## Extrait
• L’assassin habite au 21, Henri-Georges Clouzot, 1942

     L’assassin habite au 21, Henri-Georges Clouzot, 1942

    Si quelqu’un a bien représenté en France le film noir, c’est tout de même Clouzot. Cependant, il va commencer par faire ses classes en écrivant des scénarios depuis une dizaine d’années. Quand il tourne son premier long métrage, il a déjà signé celui d’un film de Georges Lacombe, Le dernier des six, mais aussi celui du film d’Henri Decoin, Les inconnus dans la maison d’après Simenon. Ces deux films ont été de grands succès. Le premier est une adaptation d’un ouvrage du prolifique écrivain belge Stanislas André Steeman, Six homme morts qui déjà met en scène le commissaire Wens et sa compagne Mila Malou. Mais Georges Lacombe s’étant fâché avec la Continental, ce n’est pas lui qui va tourner une suite des aventures de ce couple, mais Henri-Georges Clouzot. On reprendra les mêmes acteurs, Pierre Fresnay et Suzy Delair pour incarner ce couple qui est démarqué de celui de William Powell et Mirna Loy dans la série de The thin man adapté des romans de Dashiell Hammett. Clouzot travaillera sur l’adaptation de trois romans de Steeman, Le dernier des six, L’assassin habite au 21 et enfin Quai des Orfèvres. A chaque fois Steeman sera mécontent, prétendant que ses romans ont été trahis dans leurs intentions. C’était un auteur à succès qui écrivait dans la veine anglaise et sautillante d’Agatha Christie des romans sans beaucoup de prétention. Les énigmes qu’il mettait en scène nous paraissent aujourd’hui très vieillottes. Mais pour ce qui concerne Clouzot c’est l’opportunité d’aller vers ce qui sera ensuite sa marque de fabrique, le film noir, tout en travaillant ce qu’on appelle le suspense. Au fond Clouzot restera en France comme le pendant d’Hitchcock.

## Consignes
1/ Répondez à ces questions sur l'extrait consacré à Clouzot :
(a) Quels acteurs incarnent le commissaire Wens et Mila Malou ?
(b) Avec quelle société Georges Lacombe s'est-il fâché ?
(c) À quel cinéaste Clouzot est-il comparé dans la dernière phrase ?
2/ Rédigez la suite de l'extrait sur Clouzot et L'assassin habite au 21, à partir de sa dernière phrase.

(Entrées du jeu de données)
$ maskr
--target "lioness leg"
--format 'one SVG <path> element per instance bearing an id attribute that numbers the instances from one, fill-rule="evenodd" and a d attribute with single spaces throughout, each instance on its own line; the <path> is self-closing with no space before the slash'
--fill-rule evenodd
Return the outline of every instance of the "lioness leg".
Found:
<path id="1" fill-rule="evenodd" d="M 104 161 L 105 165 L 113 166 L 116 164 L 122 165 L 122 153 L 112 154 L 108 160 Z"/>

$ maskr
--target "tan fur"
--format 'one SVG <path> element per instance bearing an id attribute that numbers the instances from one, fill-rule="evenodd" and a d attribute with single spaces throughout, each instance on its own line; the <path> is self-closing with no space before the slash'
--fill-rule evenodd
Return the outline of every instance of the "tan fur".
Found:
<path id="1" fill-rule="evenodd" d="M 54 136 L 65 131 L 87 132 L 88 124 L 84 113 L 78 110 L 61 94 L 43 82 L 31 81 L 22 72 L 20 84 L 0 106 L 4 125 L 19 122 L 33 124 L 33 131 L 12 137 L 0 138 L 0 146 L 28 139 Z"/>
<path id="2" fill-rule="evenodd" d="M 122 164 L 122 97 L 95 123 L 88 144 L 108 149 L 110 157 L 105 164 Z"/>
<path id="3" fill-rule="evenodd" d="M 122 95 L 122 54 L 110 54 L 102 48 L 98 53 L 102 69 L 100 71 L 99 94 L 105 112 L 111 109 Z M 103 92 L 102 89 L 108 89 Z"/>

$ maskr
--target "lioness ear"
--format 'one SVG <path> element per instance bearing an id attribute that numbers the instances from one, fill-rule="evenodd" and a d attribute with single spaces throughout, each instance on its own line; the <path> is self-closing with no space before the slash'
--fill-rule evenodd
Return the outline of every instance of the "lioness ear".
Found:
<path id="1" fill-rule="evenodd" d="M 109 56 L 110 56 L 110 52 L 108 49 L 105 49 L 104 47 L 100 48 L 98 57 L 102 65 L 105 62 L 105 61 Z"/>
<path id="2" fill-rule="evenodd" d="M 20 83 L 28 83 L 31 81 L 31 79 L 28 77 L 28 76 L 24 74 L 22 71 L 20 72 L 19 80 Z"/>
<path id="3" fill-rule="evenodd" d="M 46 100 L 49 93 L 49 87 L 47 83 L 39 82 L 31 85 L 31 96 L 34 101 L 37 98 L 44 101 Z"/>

## Les réponses
1/
(a) Pierre Fresnay et Suzy Delair.
(b) La Continental.
(c) Hitchcock.

2/
    L’assassin habite au 21, Henri-Georges Clouzot, 1942   

    Ce parallèle doit être pris au sérieux, non seulement parce que Clouzot comme Hitchcock a un goût maniaque pour la précision de la mise en scène, mais aussi parce que le cynisme des deux hommes les amène parfois vers des formes un peu ridicules lorsqu’ils veulent être drôle. On remarquera que lorsque Clouzot adapte Celle qui n’était plus d’après Boileau & Narcejac sous le titre de Les diaboliques, Hitchcock adapte D’entre les morts des mêmes auteurs sous le titre de Vertigo. Si Hitchcock s’est intéressé à D’entre les morts, c’est parce que les droits de Celle qui n’était plus lui avaient échappé au profit de Clouzot. Ce dernier avait toutefois un peu plus le goût du drame que son homologue anglais et ne cherchait jamais les fins heureuses, c’est même le contraire. Ces deux réalisateurs étaient aussi connus pour leur sadisme sur le plateau et le plaisir qu’ils prenaient à torturer les techniciens et les acteurs. C’est quelque chose d’assez peu imaginable aujourd’hui, mais Clouzot giflait et humiliait les acteurs devant toute l’équipe, y compris Susy Delair, sa propre compagne à l’époque. Il définissait cela comme sa méthode pour faire sortir les émotions et bien sûr au nom d’un vérisme qui lui restera attaché. Bien entendu, il ne se le permettait pas avec des pointures comme Pierre Fresnay ou Louis Jouvet qui n’étaient pas du genre à se laisser marcher sur les pieds par un jeune réalisateur qui n’avait pas encore fait ses preuves. C’est d’ailleurs le premier qui aida Clouzot qu’il avait connu sur le tournage du Dernier des six, à obtenir la réalisation de L’assassin habite au 21. Ce film est aussi un peu une histoire de famille. Sur ce tournage Clouzot entama une liaison de longue durée avec la pétulante Suzy Delair, liaison émaillée de disputes incessantes qui sans doute ressemblaient aussi à celles de Wens avec Mila Malou. On lit parfois que Clouzot avait adapté le personnage de l’inspecteur Strickland pour ce film en commissaire Wens, mais c’était presqu’une obligation puisque non seulement le film devait se passer en France puisqu’il s’adressait d’abord à un public français, mais qu’en outre il devait s’inscrire dans la continuité des précédentes aventures du commissaire Wens dans Le dernier des six. N’oublions pas le film est produit par la Continental, film sous le contrôle des Allemands.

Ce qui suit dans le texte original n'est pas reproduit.